EXCERPTED PASSAGE:
Technology > Designer Medicine Takes Step ForwardA for $1M; Possible Step to Genetically Based Medicine

James Watson, who shared a Nobel Prize for the structure of DNA, now has a complete map of his own on two DVDs. The cost, borne by the lab that did it: under $1 millon. (AP Photo) |
More than 50 years after helping to
uncover the double-helix structure of DNA, James D. Watson has
seen his own genome, and said on Thursday he will publish it
for science to use.
"I'm thrilled," said Watson, 79, who with Francis Crick won
the Nobel Prize in 1962 for work in the early 1950s identifying
the structure of the human genetic code. Crick died in 2004.
Watson donated DNA to Houston's Baylor College of Medicine
for the joint effort with 454 Life Sciences, a
Connecticut-based subsidiary of Swiss drugmaker Roche AG, to
sequence his DNA. The project took two months and cost $1
million.
The human genome -- a map of all the DNA -- was completed
in 2003 at a cost of $400 million, including a $300 million
government-funded effort and a $100 million private project.
Leaders of the Watson genome project said it was a step toward
speeding up the process and lowering its cost.
"There can be no more fitting way to that than to be here
celebrating the sequence of Dr. James Watson," said Richard
Gibbs, director of the Baylor human genome sequencing center.
The Chicago-born zoology professor, who was given a hard
rive carrying the information, joked that he was surprised to
still be around when the project was completed.

LISTED RECORDS:

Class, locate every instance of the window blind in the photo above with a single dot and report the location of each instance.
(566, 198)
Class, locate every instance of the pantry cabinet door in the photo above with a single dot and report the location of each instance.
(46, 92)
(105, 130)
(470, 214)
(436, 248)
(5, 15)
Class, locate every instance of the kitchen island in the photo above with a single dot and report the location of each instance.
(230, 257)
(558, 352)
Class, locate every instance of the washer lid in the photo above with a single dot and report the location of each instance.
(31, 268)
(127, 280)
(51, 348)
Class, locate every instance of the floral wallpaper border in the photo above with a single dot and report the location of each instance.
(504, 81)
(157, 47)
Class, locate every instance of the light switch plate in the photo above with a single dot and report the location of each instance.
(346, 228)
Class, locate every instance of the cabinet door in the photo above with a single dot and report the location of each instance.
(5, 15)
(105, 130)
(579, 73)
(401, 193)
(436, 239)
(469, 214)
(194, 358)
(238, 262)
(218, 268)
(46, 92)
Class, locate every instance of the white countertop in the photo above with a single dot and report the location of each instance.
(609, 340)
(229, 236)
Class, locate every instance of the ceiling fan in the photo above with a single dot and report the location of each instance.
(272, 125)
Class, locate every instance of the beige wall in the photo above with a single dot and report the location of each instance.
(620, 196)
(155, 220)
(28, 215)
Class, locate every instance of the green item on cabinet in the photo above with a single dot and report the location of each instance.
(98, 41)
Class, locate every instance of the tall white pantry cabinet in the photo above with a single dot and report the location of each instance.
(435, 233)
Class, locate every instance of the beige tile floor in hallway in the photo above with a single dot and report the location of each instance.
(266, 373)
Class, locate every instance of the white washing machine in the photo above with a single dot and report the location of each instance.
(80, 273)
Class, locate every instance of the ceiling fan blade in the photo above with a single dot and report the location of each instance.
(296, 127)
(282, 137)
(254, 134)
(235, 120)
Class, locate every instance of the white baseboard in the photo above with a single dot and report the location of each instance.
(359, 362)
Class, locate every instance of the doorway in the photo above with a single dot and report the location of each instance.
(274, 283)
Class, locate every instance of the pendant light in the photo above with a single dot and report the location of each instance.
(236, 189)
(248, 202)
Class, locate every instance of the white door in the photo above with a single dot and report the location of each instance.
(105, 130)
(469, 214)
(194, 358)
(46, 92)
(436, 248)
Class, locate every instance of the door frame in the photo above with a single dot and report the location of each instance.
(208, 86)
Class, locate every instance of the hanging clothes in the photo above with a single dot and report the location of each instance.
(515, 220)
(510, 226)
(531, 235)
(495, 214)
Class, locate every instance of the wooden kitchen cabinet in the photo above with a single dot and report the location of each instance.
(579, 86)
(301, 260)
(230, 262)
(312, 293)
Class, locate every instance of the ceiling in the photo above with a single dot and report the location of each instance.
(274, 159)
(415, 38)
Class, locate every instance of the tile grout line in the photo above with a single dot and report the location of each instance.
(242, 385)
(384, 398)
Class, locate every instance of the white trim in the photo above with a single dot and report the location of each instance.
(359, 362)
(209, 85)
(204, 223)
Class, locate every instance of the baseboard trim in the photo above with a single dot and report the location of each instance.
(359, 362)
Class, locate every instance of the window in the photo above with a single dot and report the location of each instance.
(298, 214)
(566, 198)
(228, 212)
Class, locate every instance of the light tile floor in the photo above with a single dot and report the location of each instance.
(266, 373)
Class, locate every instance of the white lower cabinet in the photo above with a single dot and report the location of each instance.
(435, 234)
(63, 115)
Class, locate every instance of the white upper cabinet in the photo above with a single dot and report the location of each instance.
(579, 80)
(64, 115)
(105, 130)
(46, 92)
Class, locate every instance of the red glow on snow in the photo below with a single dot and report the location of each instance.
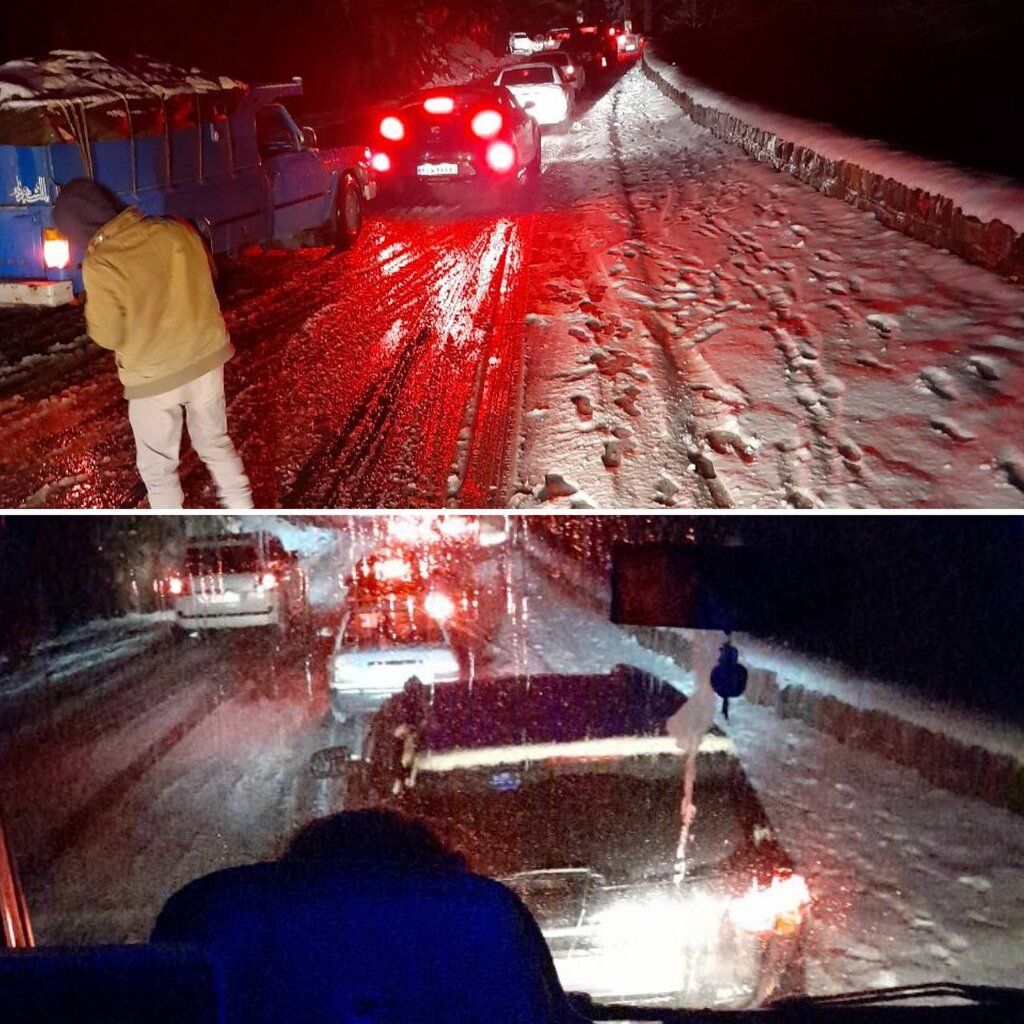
(778, 906)
(392, 128)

TASKS TO COMPLETE:
**A.** According to the article about James Watson's genome, how long did the project to sequence his DNA take?
**B.** Reproduce the part of the article about James Watson's genome that opens with the words containing "James Watson, who" and closes with "died in 2004.".
**C.** Resume the article about James Watson's genome from where it stops.

RESULTS FOR EACH TASK:
**A.** Two months.

**B.**
James Watson, who shared a Nobel Prize for the structure of DNA, now has a complete map of his own on two DVDs. The cost, borne by the lab that did it: under $1 millon. (AP Photo) |
More than 50 years after helping to
uncover the double-helix structure of DNA, James D. Watson has
seen his own genome, and said on Thursday he will publish it
for science to use.
"I'm thrilled," said Watson, 79, who with Francis Crick won
the Nobel Prize in 1962 for work in the early 1950s identifying
the structure of the human genetic code. Crick died in 2004.

**C.**
Rothberg said Watson's genome includes several chromosomes
with variations, including one already determined to predispose
people to cancer.
Watson, who has battled skin cancer since his 20s, said he
is allowing the data to be posted on the Internet for further
study and to prove society has nothing to fear from sharing
such information.
He said he understood the fears of genetically based
discrimination but added that such fears are exaggerated. "We
probably won't increase the amount of unfair discrimination,
but we may explain some of it," he said.
He is however avoiding disclosure to himself or others
about whether his genetic makeup predisposes him to Alzheimer's
disease, the incurable and debilitating brain disease that is
the leading cause of dementia.
"Since we can't really do much about Alzheimer's, I didn't
want to know whether I was at risk," Watson said. "One of my
grandmothers died of Alzheimer's at age 84, so I figured I had
a one in four chance," he said.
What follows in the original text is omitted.